### DIRECTIONS
Please retype the records below word for word, leaving out the pictures.

### INFORMATION GIVEN
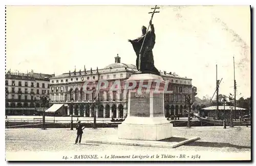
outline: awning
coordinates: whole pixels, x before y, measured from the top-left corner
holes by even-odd
[[[219,106],[218,107],[219,110],[224,110],[224,106]],[[216,110],[217,109],[217,106],[210,106],[209,107],[206,107],[206,108],[202,108],[201,109],[202,110]],[[234,106],[225,106],[225,109],[226,110],[234,110]],[[236,110],[246,110],[246,109],[243,108],[240,108],[238,107],[236,107]]]
[[[55,112],[58,111],[64,104],[54,104],[51,107],[45,111],[46,112]]]
[[[7,110],[35,110],[35,108],[5,108]]]

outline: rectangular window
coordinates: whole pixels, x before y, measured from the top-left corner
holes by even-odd
[[[123,100],[123,90],[121,91],[121,93],[120,93],[120,100]]]
[[[86,93],[86,100],[89,100],[89,94],[89,94],[89,93]]]
[[[99,92],[99,100],[104,100],[104,92],[103,91],[100,91]]]
[[[116,100],[116,91],[113,91],[113,100],[115,101]]]
[[[106,92],[106,100],[109,101],[110,100],[110,92],[109,91]]]

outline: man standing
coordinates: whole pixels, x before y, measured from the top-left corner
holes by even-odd
[[[76,143],[75,144],[77,143],[77,141],[78,141],[78,138],[79,138],[79,143],[81,143],[81,140],[82,139],[82,134],[83,133],[82,132],[82,130],[86,128],[85,126],[83,126],[81,124],[81,121],[79,121],[77,122],[78,123],[76,126],[76,129],[77,130],[77,132],[76,133],[77,136],[76,136]]]

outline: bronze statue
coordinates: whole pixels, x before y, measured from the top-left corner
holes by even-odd
[[[160,75],[158,70],[154,64],[154,57],[152,50],[155,43],[156,35],[152,20],[150,21],[151,31],[146,32],[146,28],[142,28],[142,35],[135,40],[128,40],[133,45],[137,55],[136,66],[139,72],[142,73],[153,74]],[[145,39],[144,38],[145,37]],[[141,51],[140,59],[140,51]],[[139,63],[140,61],[140,65]]]

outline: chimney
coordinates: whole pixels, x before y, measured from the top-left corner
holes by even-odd
[[[118,54],[117,56],[115,57],[115,63],[120,63],[121,62],[121,58],[118,56]]]

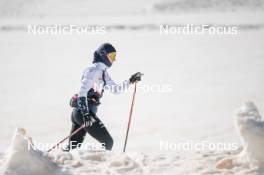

### PROBLEM SOLUTION
outline: awning
coordinates: whole pixels, x before y, measured from the top-left corner
holes by even-odd
[[[219,106],[218,107],[219,110],[224,110],[224,106]],[[216,110],[217,109],[217,106],[210,106],[209,107],[206,107],[206,108],[202,108],[201,109],[202,110]],[[234,106],[225,106],[225,109],[226,110],[234,110]],[[236,110],[246,110],[246,109],[243,108],[240,108],[238,107],[236,107]]]
[[[55,112],[58,111],[64,104],[54,104],[51,107],[45,111],[46,112]]]
[[[7,110],[35,110],[35,108],[5,108]]]

outline: rectangular window
coordinates: whole pixels, x before y, measured from the top-left corner
holes by even-odd
[[[123,100],[123,90],[121,91],[121,93],[120,93],[120,100]]]
[[[86,93],[86,100],[89,100],[89,94],[89,94],[89,93]]]
[[[99,92],[99,100],[104,100],[104,92],[103,91],[100,91]]]
[[[116,100],[116,91],[113,91],[113,100],[115,101]]]
[[[106,92],[106,100],[109,101],[110,100],[110,92],[109,91]]]

outline: man standing
coordinates: whole pixels, x before y, measured from the top-left corner
holes by even-odd
[[[76,143],[75,144],[77,143],[77,141],[78,141],[78,138],[79,138],[79,143],[81,143],[81,140],[82,139],[82,134],[83,133],[82,132],[82,130],[86,128],[85,126],[83,126],[81,124],[81,121],[79,121],[77,122],[78,123],[76,126],[76,129],[77,130],[77,132],[76,133],[77,136],[76,136]]]

outline: bronze statue
coordinates: whole pixels, x before y, measured from the top-left corner
holes by even-odd
[[[160,75],[158,70],[154,64],[154,57],[152,50],[155,43],[156,35],[152,20],[150,21],[151,31],[146,32],[146,28],[142,28],[142,35],[135,40],[128,40],[133,45],[137,55],[136,66],[139,72],[142,73],[153,74]],[[145,39],[144,38],[145,37]],[[141,51],[140,59],[140,51]],[[139,63],[140,61],[140,65]]]

outline: chimney
coordinates: whole pixels, x before y, measured from the top-left corner
holes by even-odd
[[[118,54],[117,56],[115,57],[115,63],[120,63],[121,62],[121,58],[118,56]]]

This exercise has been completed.